BEGIN

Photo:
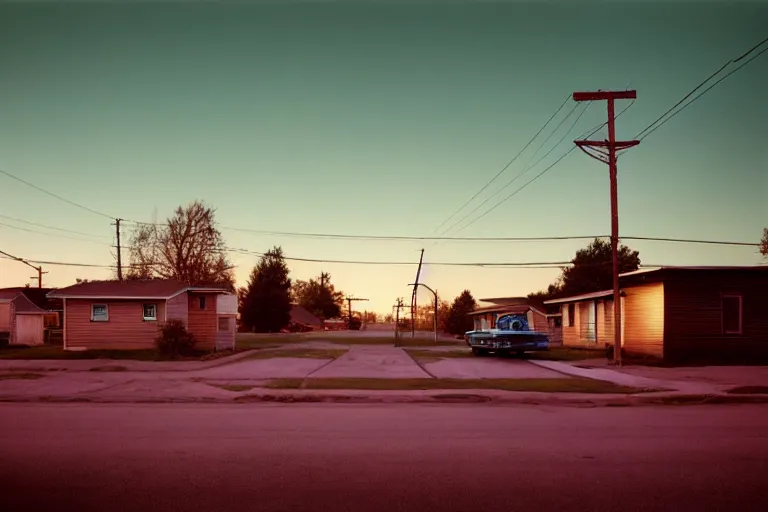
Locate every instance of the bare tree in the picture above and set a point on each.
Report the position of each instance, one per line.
(187, 247)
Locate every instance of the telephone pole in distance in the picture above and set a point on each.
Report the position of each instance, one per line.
(613, 147)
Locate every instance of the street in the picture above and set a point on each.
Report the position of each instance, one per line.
(396, 457)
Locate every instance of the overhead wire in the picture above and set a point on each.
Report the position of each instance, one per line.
(73, 203)
(505, 167)
(658, 123)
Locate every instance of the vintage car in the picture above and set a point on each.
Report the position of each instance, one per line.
(512, 334)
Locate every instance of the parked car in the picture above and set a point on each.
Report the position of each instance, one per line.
(512, 334)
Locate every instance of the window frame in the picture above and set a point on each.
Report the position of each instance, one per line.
(106, 312)
(571, 309)
(144, 312)
(740, 298)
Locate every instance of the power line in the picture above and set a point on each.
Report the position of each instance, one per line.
(51, 227)
(525, 171)
(659, 123)
(52, 234)
(54, 195)
(506, 166)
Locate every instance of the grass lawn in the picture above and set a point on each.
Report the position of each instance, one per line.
(567, 385)
(314, 353)
(20, 376)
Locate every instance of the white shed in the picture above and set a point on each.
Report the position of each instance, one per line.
(21, 321)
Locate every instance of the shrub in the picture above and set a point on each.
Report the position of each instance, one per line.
(173, 339)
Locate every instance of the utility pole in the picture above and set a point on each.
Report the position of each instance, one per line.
(435, 294)
(398, 306)
(119, 256)
(613, 147)
(39, 276)
(413, 297)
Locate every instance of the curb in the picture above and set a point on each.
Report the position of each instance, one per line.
(434, 398)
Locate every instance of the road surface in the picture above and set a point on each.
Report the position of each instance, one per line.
(292, 457)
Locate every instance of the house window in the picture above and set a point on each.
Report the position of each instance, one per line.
(99, 313)
(732, 314)
(150, 311)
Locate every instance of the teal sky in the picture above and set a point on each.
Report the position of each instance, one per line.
(368, 119)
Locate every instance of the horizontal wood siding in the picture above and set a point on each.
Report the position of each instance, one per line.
(644, 320)
(202, 322)
(5, 317)
(225, 340)
(178, 307)
(125, 329)
(571, 336)
(29, 330)
(693, 327)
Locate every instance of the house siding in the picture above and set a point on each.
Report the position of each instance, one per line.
(644, 320)
(5, 317)
(178, 308)
(125, 329)
(203, 323)
(693, 317)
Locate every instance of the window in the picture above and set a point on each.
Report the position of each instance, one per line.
(150, 311)
(732, 314)
(99, 313)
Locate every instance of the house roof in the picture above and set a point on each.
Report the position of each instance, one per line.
(299, 314)
(21, 304)
(754, 268)
(584, 296)
(149, 289)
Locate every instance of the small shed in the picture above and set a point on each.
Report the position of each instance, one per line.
(21, 322)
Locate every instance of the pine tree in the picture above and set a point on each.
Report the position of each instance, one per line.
(265, 303)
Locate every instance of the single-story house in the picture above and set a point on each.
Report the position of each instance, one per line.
(676, 314)
(300, 315)
(21, 321)
(126, 314)
(484, 317)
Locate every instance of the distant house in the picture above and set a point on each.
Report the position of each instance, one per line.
(21, 321)
(485, 317)
(126, 314)
(677, 314)
(299, 315)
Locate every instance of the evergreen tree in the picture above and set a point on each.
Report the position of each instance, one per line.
(265, 303)
(458, 321)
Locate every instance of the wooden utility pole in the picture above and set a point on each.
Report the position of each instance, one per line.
(39, 276)
(613, 147)
(413, 296)
(398, 306)
(119, 255)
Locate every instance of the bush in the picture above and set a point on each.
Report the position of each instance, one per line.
(174, 340)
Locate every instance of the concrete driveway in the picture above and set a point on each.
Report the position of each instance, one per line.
(373, 361)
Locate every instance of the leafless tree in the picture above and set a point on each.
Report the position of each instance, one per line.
(187, 247)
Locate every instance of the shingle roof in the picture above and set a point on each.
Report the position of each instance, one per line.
(149, 289)
(21, 304)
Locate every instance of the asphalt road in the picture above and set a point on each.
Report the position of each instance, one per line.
(292, 457)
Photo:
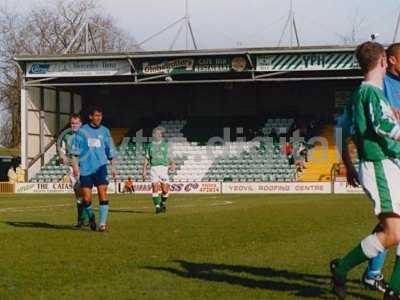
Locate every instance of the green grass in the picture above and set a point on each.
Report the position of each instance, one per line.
(205, 247)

END

▶ [Work to be completed]
Copy every one of the lines above word for word, and leave the pictures out of your copy.

▶ [Right answer]
Photo:
Locate every instance of the bare tree in the picture above and set a point on each.
Report the position of each instance, one per line.
(187, 247)
Locate every instance of the telephone pole in distance in the picture above and set a point on each.
Report the position of each instance, one per line.
(613, 147)
Locate every instance of the street in the picture above and set a point on each.
Report the position of each instance, one per line.
(396, 457)
Locate every instance of the overhead wire in the picture above and set a point on each.
Report the position of each instance, one per line.
(73, 203)
(505, 167)
(658, 123)
Locate every instance of the vintage car in the picture above and set a point on each.
Report the position of each instance, one per line.
(512, 334)
Locate every instance of the parked car in the picture above and set a point on each.
Report the position of each instance, one per line.
(512, 334)
Locate every instance of the window frame in the picture above and set a point on each.
Report the position of each instance, one per line.
(106, 312)
(571, 309)
(144, 312)
(740, 298)
Locate every instance of the power line in the picture above and set a point on each.
Report the position of each instance, one per line.
(51, 227)
(525, 171)
(659, 123)
(52, 234)
(54, 195)
(506, 166)
Locate every instance of the grass lawn in the picture above and set a point on each.
Report the position of each instance, one per line.
(567, 385)
(314, 353)
(20, 376)
Locate every instance of the white shed in the picture above and set a point on each.
Report the position of each instance, one per line.
(21, 321)
Locate every instance of the shrub in the picture above and set a point on each.
Report the position of each instance, one per line.
(173, 339)
Locate every instance of the utility pole in the picture above and set a point on each.
Report the position of each instance, one per line.
(435, 294)
(398, 306)
(119, 256)
(613, 147)
(39, 276)
(413, 297)
Locate every instance of the curb in the picture above and set a point on each.
Report the position of each instance, one per line.
(434, 398)
Locate every instance of the road surface in the picture above and set a point on each.
Report the position of each instance, one per line.
(292, 457)
Locate every instance of the house window in the picture above and set a point on each.
Report the position of each instance, one per line.
(99, 313)
(732, 314)
(150, 311)
Locate every instance of the teal sky in the picture above and set a point on each.
Report the position of each instance, one per line.
(368, 119)
Locate every instance of the horizontal wood siding in the picture above and set a point on each.
Report the position of each instance, one per line.
(644, 320)
(202, 322)
(5, 317)
(225, 340)
(178, 307)
(125, 329)
(571, 336)
(29, 330)
(693, 327)
Locate every instance of the house siding in the picture above and set a point on each.
Report the position of each instance, one per line.
(644, 320)
(5, 317)
(178, 308)
(125, 329)
(203, 323)
(693, 317)
Locate every instance of the window in the picture above and set a point on each.
Report the position of each instance, one per line.
(150, 311)
(732, 314)
(99, 313)
Locate every instance of the house roof in the picture above and set a point on each.
Report the position of each instance, one per line.
(299, 314)
(21, 304)
(754, 268)
(584, 296)
(149, 289)
Locate every instance of the small shed in the picture above and set a point on each.
Report the position of each instance, one per line.
(21, 322)
Locate every instance of the pine tree in the picture above and set a point on each.
Report the position of each instance, one per line.
(265, 303)
Locate every instance of the single-story house in the picture above and set a point on each.
Report the position of each instance, one per line.
(676, 314)
(300, 315)
(21, 321)
(126, 314)
(484, 317)
Locate every instance of the distant house in the picture above and set a point on each.
Report the position of each instance, one per line.
(21, 321)
(485, 317)
(126, 314)
(677, 314)
(299, 315)
Locate every instance of the evergreen tree in the picture above and set a point on each.
Report the position of each instance, one per line.
(265, 303)
(458, 321)
Locate every instance of the wooden utility pole in the picture above and set a point on each.
Report the position of each instance, one per line.
(39, 276)
(613, 147)
(413, 296)
(398, 306)
(119, 255)
Locate every instance of the bush in the picture above and set a point on each.
Report the position of each instance, one per line.
(174, 340)
Locate every instance of the concrete driveway in the picture above and set a point on each.
Report the position of each instance, one per line.
(373, 361)
Locate every instance of the leafless tree in the picture above and set a point on each.
Report the position of each instance, one per line.
(187, 247)
Locate every instance of the shingle roof in the picture above and set a point on each.
Report the position of each instance, one per line.
(149, 289)
(21, 304)
Locate every instance of the asphalt road in the picture above and set a point on each.
Report the position of each instance, one per line.
(292, 457)
Photo:
Locate every instance of the green grass in the picture above and set a point on each.
Report the position of each instance, one per line.
(205, 247)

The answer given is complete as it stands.